## [EXERCISE GOAL]
Exclude all pictures from your copy of the data below, which should otherwise match exactly.

═════ PROVIDED INFORMATION

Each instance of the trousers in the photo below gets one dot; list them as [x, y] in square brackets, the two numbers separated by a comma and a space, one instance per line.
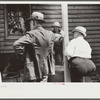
[80, 67]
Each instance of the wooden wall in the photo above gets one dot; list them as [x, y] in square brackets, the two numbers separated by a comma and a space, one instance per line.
[89, 17]
[52, 13]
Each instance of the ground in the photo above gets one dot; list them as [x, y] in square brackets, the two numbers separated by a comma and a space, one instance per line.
[59, 76]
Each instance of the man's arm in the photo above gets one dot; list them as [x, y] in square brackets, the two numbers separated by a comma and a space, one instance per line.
[20, 43]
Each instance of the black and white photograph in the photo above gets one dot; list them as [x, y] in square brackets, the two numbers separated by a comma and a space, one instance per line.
[49, 49]
[45, 42]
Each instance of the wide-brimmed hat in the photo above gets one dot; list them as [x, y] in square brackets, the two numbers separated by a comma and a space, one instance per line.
[37, 16]
[57, 24]
[80, 29]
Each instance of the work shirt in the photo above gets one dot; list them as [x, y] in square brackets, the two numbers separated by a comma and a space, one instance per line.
[78, 47]
[41, 41]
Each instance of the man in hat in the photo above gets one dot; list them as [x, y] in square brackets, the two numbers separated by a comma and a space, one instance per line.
[78, 52]
[37, 46]
[58, 45]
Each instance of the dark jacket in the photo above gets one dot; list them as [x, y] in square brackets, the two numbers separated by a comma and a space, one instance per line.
[38, 53]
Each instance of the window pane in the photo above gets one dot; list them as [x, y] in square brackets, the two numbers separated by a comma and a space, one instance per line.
[16, 17]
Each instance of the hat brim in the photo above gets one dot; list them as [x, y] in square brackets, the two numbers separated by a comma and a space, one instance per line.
[79, 31]
[29, 19]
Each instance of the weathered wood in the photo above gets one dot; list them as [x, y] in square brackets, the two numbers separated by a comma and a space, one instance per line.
[72, 7]
[82, 11]
[46, 6]
[88, 16]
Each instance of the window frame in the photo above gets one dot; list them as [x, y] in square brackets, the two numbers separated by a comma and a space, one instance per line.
[7, 36]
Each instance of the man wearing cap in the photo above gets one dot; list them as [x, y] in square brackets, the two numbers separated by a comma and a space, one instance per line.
[38, 44]
[78, 52]
[58, 45]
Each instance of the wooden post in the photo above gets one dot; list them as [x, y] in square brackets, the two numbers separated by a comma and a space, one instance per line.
[66, 40]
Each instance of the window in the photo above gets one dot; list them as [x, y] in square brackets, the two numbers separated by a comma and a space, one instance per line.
[16, 16]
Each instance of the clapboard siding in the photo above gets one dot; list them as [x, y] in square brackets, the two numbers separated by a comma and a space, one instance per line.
[52, 13]
[88, 16]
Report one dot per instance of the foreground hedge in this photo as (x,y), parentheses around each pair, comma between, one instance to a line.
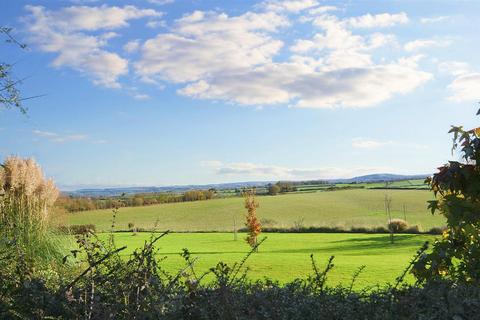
(105,286)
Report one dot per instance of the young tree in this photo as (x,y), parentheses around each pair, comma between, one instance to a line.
(456,186)
(273,189)
(252,223)
(9,94)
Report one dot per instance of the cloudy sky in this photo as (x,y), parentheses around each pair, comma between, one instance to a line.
(161,92)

══════════

## [COMPLETED TASK]
Each instance of the trousers in the photo below gets one dot; list them as [x, y] in square brackets, the two numbers separated by a comma and a space, one instance per line.
[80, 67]
Each instance of the wooden wall in the photo above gets one dot; list them as [x, y] in square brackets, the two numbers separated by a comma and a space, one instance per line.
[89, 17]
[52, 13]
Each instance of the ground in the photo above gets one dot; list them as [x, y] in square brackets, the two numbers separated by a comma and a space, one instance per line.
[59, 76]
Each instance of the man's arm in the photo above gets one dot; list them as [x, y] in square brackets, the two numbers separated by a comma and a space, one instance per line.
[20, 43]
Each instance of the black and white photograph in the photo above gets one dot; list them as [x, y] in square brackets, the two numbers separated by a comma and a space, one instance per line.
[49, 49]
[45, 42]
Each instance of the wide-brimmed hat in the photo above gets one dot; list them as [x, y] in square brackets, the two numbers separated by a comma and a space, one instance per line.
[37, 16]
[57, 24]
[80, 29]
Each instance of the work shirt in the photo above gets one dot; list them as [x, y] in square brackets, the two numbers separated by a comma and a space, one instance per line.
[78, 47]
[41, 41]
Each instance of the man in hat in the photo above gets one dot; list them as [x, y] in square brackets, the two numbers separated by a comma and a space, one instance per line.
[78, 52]
[37, 46]
[58, 45]
Each instance of the dark jacket in the photo above gets one dot; list them as [x, y] in square brackets, the two numbers separated by a comma and a space, one instance per line.
[38, 53]
Each instance of the window pane in the photo above gets one dot; list them as [x, y] in square brackets, the two numbers separated by a comma and a space, one instance per line.
[16, 17]
Each instance of the hat brim in the photo above gets one dot; list them as [x, y] in square brackets, the two numbers separated by a comma and a space, one instance per line.
[79, 31]
[29, 19]
Each instance of the weathered wood in the photo above gets one dot; list them as [x, y] in square brackets, the two numbers separated by a comma and a space, one instance per line.
[72, 7]
[82, 11]
[46, 6]
[88, 16]
Each instance of the window frame in the photo above gets one dot; list them as [x, y] in square brackets, the two numbers separated by a comma and a space, one instance per line.
[7, 36]
Each instance of the man wearing cap in the photo above gets one dot; list them as [x, y] in square brackets, the two numbers separated by a comma and a space, one instance per line.
[38, 44]
[78, 52]
[58, 45]
Each instance of the wooden post in the photo above gets one dot; list them as [x, y] in square brackets, the two numbers separated by a comma and a space, one instance per line.
[66, 40]
Each instance of the window in the photo above gets one dot; list them as [x, y] in square brackets, the two numbers separated by a comma and a space, one instance per line.
[16, 16]
Each instance of the clapboard siding in the photo above gets one dot; list them as [x, y] in square brackets, the two numbers separated by a comma and a space, one instance per line.
[52, 13]
[88, 16]
Report one dot per instance of the foreground hedge in this photo as (x,y), parentheses around each pair, comma between, one instance to a line.
(105,286)
Report one dot per instance of the young tree in this photo as (x,y), parentheses around each pair, comma between, one instance to a line.
(456,186)
(273,189)
(252,223)
(9,94)
Report one dot per instance of the cloudy sky in this photo as (x,y), parentheses around each pair, comma between, one instance to a line.
(161,92)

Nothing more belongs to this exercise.